**Exercise instructions**.
List every line in the items below that contains the word "white".

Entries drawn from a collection
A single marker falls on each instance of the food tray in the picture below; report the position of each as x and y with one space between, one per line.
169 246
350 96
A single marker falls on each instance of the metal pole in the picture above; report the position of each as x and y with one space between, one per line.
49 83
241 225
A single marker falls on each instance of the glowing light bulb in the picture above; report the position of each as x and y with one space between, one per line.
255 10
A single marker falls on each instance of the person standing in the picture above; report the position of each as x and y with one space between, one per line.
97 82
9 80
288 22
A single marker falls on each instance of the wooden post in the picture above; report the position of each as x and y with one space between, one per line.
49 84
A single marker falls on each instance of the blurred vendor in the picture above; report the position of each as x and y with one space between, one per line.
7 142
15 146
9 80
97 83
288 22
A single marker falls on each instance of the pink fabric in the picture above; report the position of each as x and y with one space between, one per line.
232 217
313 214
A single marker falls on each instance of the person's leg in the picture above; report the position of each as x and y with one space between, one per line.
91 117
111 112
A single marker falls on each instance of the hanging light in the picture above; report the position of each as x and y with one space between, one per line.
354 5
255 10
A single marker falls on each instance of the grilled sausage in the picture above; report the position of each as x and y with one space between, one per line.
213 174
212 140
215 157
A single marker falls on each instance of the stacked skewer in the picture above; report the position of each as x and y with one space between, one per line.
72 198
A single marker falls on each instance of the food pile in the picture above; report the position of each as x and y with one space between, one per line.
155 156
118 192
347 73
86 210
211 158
==
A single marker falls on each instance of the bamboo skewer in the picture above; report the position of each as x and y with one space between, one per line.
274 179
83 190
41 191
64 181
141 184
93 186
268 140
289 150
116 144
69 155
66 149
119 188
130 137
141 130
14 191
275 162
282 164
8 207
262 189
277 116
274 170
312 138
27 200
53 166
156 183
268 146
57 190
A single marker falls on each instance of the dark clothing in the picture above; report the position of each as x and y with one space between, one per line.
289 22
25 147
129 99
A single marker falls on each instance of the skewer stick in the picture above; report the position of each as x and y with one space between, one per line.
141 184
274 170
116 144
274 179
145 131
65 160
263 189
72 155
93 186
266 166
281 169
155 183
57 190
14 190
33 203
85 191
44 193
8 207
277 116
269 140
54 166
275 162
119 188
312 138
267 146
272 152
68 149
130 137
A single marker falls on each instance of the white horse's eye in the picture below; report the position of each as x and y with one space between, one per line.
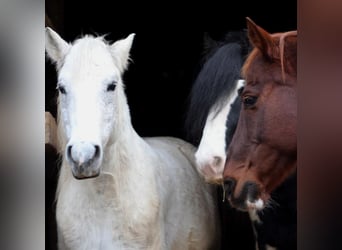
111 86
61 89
...
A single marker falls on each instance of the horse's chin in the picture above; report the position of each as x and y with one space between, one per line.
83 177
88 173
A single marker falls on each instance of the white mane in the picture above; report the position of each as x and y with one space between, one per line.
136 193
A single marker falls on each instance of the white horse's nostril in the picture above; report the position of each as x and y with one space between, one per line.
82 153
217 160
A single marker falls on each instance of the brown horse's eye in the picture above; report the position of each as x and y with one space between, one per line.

**Solution to the problem**.
A single marker falls on each instance of the white horse's eye in the picture below; report the position of each as x and y with one space between, one per line.
A single marker falls on each instance of the white mane in the picture above; report the position of each as x and y with one space between, one per line.
A single marker falls on each instance of the white horse's nostril in the picture above; report the position of each as x and y with one space between, one per line.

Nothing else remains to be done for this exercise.